◆ WHAT TO PRODUCE ◆
Your output should be the lines from the one with "pasture, one point per instance." through the last line of the records below, exactly as written, minus the pictures.

◆ Data excerpts ◆
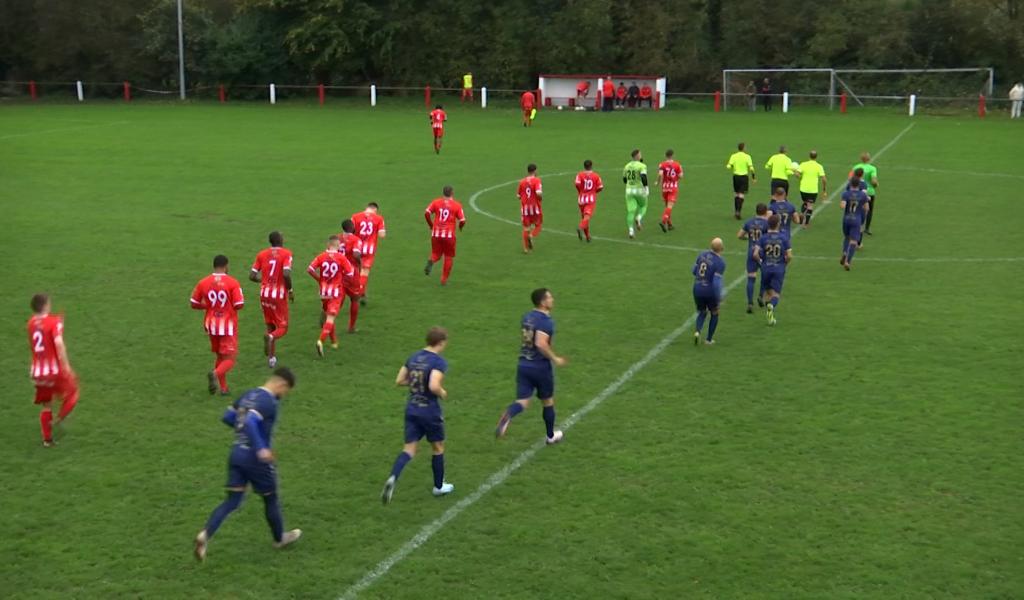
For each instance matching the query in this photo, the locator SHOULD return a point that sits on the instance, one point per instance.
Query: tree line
(505, 43)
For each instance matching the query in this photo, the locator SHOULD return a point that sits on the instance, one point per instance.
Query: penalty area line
(500, 476)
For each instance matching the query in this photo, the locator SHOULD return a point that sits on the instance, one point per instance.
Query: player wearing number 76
(220, 296)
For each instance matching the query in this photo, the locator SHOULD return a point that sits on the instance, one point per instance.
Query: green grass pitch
(867, 446)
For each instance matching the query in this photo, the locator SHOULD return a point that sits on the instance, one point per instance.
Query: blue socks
(549, 420)
(220, 513)
(271, 508)
(437, 464)
(399, 464)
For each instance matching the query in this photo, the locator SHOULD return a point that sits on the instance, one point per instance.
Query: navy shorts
(248, 470)
(420, 426)
(529, 379)
(773, 280)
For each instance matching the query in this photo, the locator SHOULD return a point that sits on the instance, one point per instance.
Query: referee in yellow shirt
(741, 166)
(812, 184)
(780, 167)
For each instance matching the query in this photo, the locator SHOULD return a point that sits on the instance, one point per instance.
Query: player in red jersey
(529, 193)
(272, 268)
(369, 226)
(50, 369)
(588, 185)
(437, 119)
(527, 102)
(441, 216)
(669, 174)
(220, 296)
(330, 268)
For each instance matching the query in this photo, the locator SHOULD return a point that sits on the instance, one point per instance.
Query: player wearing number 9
(220, 296)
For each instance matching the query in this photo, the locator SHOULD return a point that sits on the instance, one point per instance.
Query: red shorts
(227, 345)
(441, 247)
(274, 311)
(66, 387)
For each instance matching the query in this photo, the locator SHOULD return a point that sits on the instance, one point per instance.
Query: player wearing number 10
(220, 296)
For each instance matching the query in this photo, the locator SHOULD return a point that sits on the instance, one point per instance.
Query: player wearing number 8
(220, 296)
(441, 216)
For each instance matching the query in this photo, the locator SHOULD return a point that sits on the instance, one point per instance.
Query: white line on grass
(505, 472)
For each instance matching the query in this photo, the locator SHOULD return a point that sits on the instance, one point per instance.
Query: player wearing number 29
(272, 268)
(424, 374)
(220, 296)
(251, 460)
(50, 368)
(442, 214)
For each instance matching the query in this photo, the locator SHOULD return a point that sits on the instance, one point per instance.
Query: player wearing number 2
(220, 296)
(50, 369)
(441, 216)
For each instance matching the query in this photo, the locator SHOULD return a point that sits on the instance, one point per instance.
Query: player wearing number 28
(220, 296)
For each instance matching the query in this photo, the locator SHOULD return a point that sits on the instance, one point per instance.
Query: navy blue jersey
(534, 322)
(784, 210)
(755, 227)
(773, 247)
(258, 404)
(419, 367)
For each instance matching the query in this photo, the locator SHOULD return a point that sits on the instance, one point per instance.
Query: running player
(635, 178)
(708, 271)
(773, 254)
(50, 369)
(741, 166)
(220, 296)
(437, 119)
(424, 374)
(369, 226)
(251, 461)
(329, 269)
(530, 194)
(752, 231)
(670, 173)
(535, 372)
(441, 216)
(272, 268)
(588, 184)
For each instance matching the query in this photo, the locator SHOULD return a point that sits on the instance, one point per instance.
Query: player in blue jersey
(537, 361)
(708, 272)
(424, 374)
(773, 254)
(251, 460)
(752, 231)
(855, 204)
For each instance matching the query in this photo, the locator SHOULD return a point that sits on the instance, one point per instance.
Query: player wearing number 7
(220, 296)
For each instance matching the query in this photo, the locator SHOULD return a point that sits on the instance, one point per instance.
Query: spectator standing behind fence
(766, 94)
(1016, 99)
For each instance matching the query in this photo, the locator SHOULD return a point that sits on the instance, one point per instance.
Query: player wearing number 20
(220, 296)
(442, 214)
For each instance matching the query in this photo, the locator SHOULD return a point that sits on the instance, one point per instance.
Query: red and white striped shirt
(588, 185)
(271, 264)
(220, 295)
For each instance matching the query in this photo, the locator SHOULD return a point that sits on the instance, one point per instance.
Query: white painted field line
(505, 472)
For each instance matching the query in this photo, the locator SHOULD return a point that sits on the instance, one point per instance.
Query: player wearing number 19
(424, 374)
(220, 296)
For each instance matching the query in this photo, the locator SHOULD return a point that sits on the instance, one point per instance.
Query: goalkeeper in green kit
(635, 178)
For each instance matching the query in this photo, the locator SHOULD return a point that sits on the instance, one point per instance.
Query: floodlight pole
(181, 55)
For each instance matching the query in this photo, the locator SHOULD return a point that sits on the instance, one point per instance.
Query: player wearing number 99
(708, 272)
(220, 296)
(251, 461)
(424, 374)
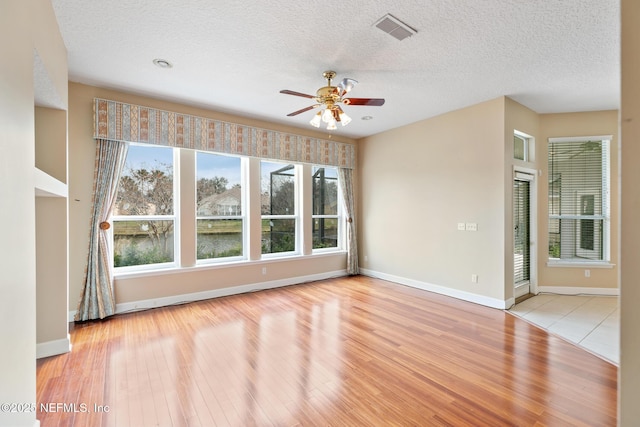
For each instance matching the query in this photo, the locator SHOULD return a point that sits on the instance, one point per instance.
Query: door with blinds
(522, 190)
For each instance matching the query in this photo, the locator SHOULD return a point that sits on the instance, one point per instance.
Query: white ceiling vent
(392, 25)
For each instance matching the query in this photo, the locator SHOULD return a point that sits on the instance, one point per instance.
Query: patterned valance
(133, 123)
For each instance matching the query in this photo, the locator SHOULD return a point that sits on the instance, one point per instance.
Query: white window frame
(338, 217)
(243, 216)
(174, 218)
(295, 216)
(606, 208)
(529, 146)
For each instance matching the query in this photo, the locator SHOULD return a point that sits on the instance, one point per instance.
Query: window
(278, 207)
(325, 217)
(219, 212)
(144, 218)
(523, 145)
(579, 199)
(217, 217)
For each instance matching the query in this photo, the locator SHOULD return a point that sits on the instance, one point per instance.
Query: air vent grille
(393, 26)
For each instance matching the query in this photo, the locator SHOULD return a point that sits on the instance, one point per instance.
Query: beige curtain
(346, 185)
(96, 299)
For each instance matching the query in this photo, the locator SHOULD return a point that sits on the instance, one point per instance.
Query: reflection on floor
(592, 322)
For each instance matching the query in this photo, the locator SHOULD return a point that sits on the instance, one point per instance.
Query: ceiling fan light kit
(328, 98)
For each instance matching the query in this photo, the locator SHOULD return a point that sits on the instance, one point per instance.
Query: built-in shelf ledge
(48, 186)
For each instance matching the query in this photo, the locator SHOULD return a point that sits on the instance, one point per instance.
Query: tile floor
(591, 322)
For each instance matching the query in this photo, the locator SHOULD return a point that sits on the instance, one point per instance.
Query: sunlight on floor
(592, 322)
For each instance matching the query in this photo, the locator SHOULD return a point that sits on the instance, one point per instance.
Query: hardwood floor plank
(343, 352)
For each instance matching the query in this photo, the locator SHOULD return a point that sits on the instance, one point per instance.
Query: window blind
(521, 235)
(578, 199)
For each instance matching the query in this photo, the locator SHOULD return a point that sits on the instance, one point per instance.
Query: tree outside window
(143, 217)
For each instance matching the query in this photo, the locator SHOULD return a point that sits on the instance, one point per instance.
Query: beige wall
(24, 27)
(51, 234)
(143, 287)
(629, 372)
(569, 125)
(418, 182)
(518, 118)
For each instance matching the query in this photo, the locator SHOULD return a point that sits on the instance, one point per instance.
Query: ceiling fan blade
(295, 113)
(292, 92)
(346, 85)
(376, 102)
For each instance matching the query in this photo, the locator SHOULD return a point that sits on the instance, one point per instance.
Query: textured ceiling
(235, 56)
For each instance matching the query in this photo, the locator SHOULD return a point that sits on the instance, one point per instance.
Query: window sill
(130, 274)
(580, 264)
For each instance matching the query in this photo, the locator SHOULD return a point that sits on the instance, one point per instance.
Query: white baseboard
(53, 348)
(443, 290)
(128, 307)
(569, 290)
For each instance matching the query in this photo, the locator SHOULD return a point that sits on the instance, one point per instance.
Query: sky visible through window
(142, 157)
(208, 166)
(216, 165)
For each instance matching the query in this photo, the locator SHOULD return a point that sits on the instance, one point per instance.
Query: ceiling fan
(329, 97)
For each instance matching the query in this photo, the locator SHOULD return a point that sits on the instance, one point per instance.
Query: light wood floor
(343, 352)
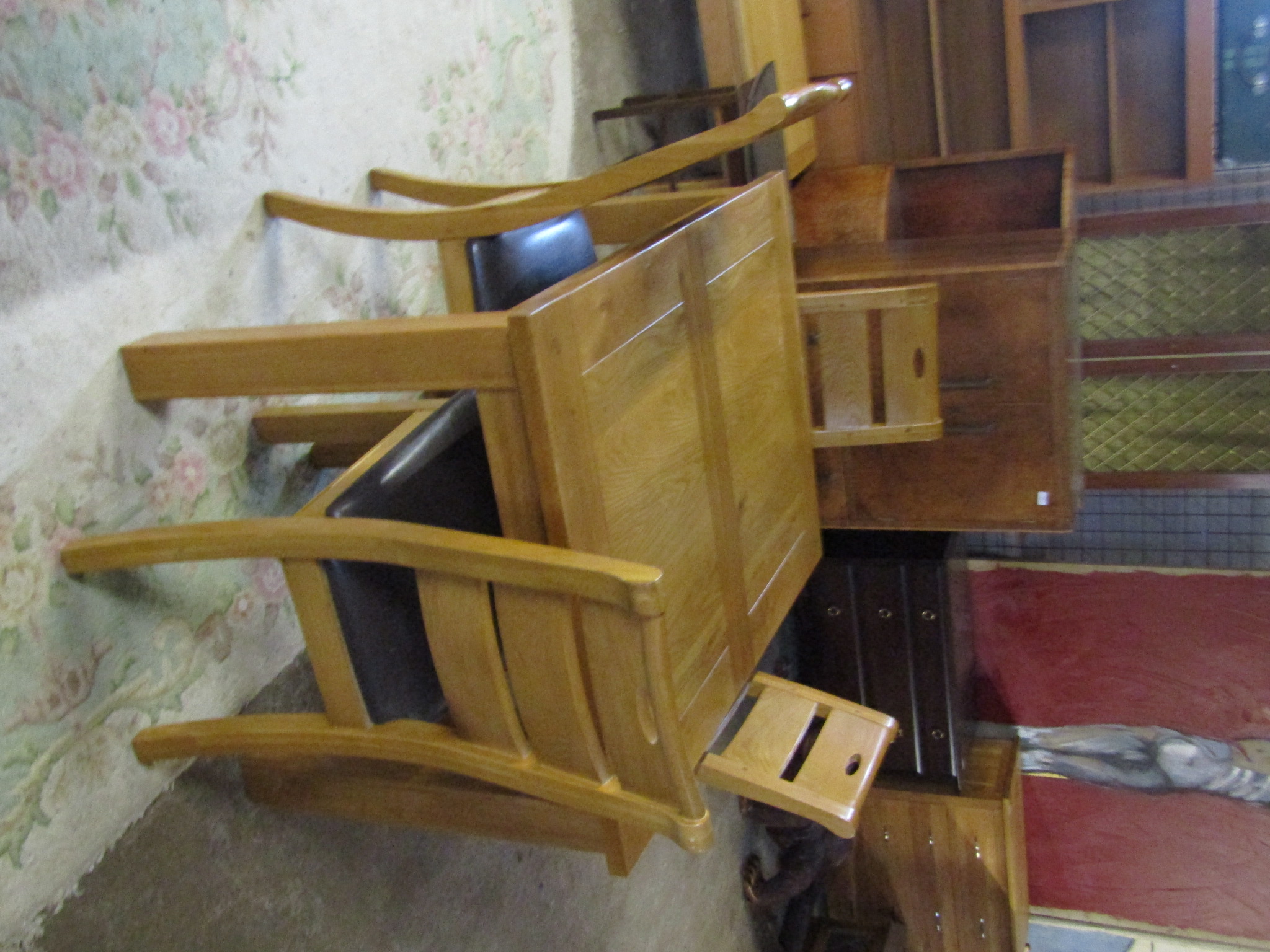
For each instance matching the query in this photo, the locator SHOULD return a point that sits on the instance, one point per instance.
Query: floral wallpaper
(135, 140)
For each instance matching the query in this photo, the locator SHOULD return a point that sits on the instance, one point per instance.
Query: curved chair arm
(309, 735)
(442, 192)
(518, 209)
(629, 586)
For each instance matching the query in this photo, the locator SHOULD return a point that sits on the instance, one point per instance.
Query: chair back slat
(613, 643)
(464, 641)
(324, 638)
(540, 648)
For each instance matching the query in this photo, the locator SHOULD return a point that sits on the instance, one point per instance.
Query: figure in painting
(1150, 759)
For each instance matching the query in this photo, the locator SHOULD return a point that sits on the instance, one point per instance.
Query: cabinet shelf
(1128, 83)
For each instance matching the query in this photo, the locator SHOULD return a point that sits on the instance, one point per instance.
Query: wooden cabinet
(930, 77)
(995, 234)
(953, 868)
(1129, 84)
(884, 621)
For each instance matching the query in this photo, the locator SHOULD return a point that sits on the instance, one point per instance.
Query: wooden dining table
(652, 408)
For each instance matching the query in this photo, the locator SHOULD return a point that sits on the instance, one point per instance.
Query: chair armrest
(530, 565)
(442, 192)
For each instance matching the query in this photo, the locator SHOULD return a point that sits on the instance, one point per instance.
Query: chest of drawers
(953, 868)
(884, 621)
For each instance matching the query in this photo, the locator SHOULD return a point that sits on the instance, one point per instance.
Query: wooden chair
(484, 209)
(580, 690)
(502, 244)
(549, 669)
(873, 364)
(726, 103)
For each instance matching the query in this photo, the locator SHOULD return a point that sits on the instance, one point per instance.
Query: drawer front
(887, 655)
(828, 640)
(929, 621)
(996, 335)
(985, 474)
(982, 880)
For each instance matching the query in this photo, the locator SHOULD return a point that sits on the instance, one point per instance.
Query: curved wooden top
(422, 547)
(515, 207)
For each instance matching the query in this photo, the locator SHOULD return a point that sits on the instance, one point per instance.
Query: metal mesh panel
(1199, 281)
(1179, 421)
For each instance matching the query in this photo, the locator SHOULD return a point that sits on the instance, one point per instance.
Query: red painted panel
(1189, 653)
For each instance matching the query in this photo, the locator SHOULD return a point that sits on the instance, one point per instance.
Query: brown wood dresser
(951, 867)
(995, 232)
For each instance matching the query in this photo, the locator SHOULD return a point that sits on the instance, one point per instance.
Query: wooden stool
(871, 357)
(806, 752)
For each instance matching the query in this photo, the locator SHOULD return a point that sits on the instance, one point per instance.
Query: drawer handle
(968, 430)
(969, 384)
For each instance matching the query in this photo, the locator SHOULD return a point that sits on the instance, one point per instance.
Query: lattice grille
(1201, 281)
(1178, 421)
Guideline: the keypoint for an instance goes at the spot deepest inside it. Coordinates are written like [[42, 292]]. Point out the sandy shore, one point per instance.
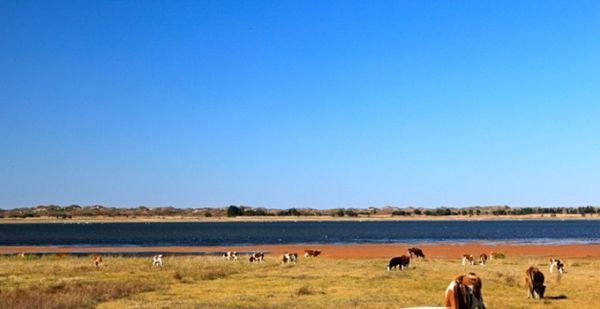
[[156, 219], [357, 251]]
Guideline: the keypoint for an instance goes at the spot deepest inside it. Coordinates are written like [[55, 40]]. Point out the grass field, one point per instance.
[[210, 282]]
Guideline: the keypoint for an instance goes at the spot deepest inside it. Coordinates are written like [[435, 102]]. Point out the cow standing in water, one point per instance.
[[416, 252], [468, 258], [290, 258], [482, 259], [230, 255], [465, 292], [401, 262], [257, 257], [534, 281], [560, 266], [98, 261]]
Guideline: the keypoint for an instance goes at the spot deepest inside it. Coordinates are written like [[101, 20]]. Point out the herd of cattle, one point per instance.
[[465, 291]]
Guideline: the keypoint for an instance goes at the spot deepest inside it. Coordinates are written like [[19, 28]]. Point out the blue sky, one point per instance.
[[299, 103]]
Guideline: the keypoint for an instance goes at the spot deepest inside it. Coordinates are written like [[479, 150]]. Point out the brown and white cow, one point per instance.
[[416, 252], [157, 260], [560, 266], [230, 255], [98, 260], [497, 255], [482, 259], [401, 262], [534, 281], [290, 258], [257, 257], [312, 253], [468, 258], [465, 292]]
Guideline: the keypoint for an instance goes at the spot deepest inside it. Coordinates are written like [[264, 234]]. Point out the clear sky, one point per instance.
[[299, 103]]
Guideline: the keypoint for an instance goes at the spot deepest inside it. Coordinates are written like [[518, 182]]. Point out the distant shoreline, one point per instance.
[[351, 251], [178, 219]]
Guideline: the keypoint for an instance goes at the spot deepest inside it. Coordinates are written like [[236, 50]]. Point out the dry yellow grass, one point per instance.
[[210, 282]]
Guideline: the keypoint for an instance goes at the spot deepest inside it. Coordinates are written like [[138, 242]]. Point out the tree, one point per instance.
[[233, 211]]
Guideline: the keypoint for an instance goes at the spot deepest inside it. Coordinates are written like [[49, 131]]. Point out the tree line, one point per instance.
[[76, 211]]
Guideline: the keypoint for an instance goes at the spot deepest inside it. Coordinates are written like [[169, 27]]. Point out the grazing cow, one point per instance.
[[290, 258], [482, 259], [468, 258], [157, 260], [257, 257], [496, 255], [560, 266], [401, 261], [418, 253], [98, 260], [312, 253], [230, 255], [465, 292], [534, 281]]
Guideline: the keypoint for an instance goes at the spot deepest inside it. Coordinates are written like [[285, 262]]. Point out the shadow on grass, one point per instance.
[[561, 296]]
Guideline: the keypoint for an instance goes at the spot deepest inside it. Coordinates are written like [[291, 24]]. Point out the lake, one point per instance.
[[254, 233]]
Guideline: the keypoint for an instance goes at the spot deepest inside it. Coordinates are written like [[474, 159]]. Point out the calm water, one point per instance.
[[252, 233]]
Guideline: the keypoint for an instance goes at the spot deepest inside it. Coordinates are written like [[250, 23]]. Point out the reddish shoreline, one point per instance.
[[354, 251]]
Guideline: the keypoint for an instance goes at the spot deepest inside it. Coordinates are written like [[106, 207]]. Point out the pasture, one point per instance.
[[211, 282]]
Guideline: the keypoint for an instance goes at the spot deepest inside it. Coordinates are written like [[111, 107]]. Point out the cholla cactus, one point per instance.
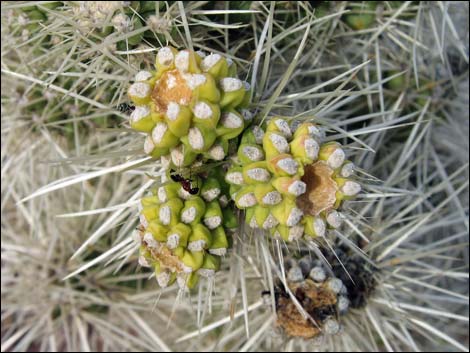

◆ TASK ANSWER ◆
Guideline: the keypoint for an instance goes at the spot deepest inside it. Coordinates are written like [[106, 207]]. Point out the pasture, one point per instance.
[[211, 282]]
Guideline: the keypoint for an instance goes at the spot deepest inside it. Coordinates are written like [[111, 107]]. Point out the cholla cactus, one point per instance.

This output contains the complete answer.